REQUIRED WORK ::
Format as a numbered list only the lines from the one containing "Screenshot question: where is the burning" up to and including the last line of the data, skipping any blank lines.

▼▼▼

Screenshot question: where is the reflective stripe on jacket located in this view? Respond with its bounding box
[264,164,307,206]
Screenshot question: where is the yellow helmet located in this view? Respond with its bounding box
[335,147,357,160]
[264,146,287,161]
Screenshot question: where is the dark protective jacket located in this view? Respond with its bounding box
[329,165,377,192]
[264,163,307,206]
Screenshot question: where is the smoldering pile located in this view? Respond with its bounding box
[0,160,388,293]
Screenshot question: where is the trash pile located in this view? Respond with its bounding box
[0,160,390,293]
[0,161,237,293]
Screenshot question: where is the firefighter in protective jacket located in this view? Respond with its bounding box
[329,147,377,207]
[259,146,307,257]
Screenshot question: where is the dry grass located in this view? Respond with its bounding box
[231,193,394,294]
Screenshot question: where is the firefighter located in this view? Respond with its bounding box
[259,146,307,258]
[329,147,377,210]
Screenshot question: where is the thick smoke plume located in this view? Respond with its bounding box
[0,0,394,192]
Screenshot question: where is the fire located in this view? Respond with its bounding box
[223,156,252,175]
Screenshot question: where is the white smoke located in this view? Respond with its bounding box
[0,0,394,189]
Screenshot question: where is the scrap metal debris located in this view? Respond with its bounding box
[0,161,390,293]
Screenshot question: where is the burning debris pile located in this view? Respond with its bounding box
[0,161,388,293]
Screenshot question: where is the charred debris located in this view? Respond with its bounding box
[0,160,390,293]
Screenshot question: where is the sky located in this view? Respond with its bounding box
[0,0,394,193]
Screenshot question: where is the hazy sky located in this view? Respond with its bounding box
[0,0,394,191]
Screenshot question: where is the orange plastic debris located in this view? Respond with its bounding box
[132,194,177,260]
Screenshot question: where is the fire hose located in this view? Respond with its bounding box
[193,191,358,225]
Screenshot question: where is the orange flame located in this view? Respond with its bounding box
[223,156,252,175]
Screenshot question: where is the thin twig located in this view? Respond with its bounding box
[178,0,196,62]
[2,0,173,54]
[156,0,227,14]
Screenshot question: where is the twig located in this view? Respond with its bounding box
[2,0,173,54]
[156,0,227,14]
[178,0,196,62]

▲▲▲

EXERCISE RESULT ::
1. Screenshot question: where is the burning debris pile located in this view? Respond with its bounding box
2. [0,161,388,293]
3. Screenshot question: where is the charred debris located in this view? Respond with its bounding box
4. [0,160,390,293]
5. Screenshot question: where is the sky located in this view? Respond with its bounding box
6. [0,0,394,193]
7. Screenshot question: where is the hazy sky located in this view? Respond with its bounding box
8. [0,0,394,191]
9. Screenshot question: where is the orange plastic debris located in this view? Respond with its bounding box
10. [132,194,177,260]
11. Screenshot question: where is the fire hose located in this view? Respond with its bounding box
12. [193,191,358,225]
13. Screenshot question: where is the orange flame located in this view? Respond with its bounding box
14. [223,156,252,175]
15. Screenshot question: where is the thin twig located in this view? Respond with its bounding box
16. [178,0,196,62]
17. [2,0,173,54]
18. [156,0,227,14]
19. Screenshot question: where is the twig located in this view? Respond with its bounding box
20. [2,0,173,54]
21. [156,0,227,14]
22. [178,0,196,62]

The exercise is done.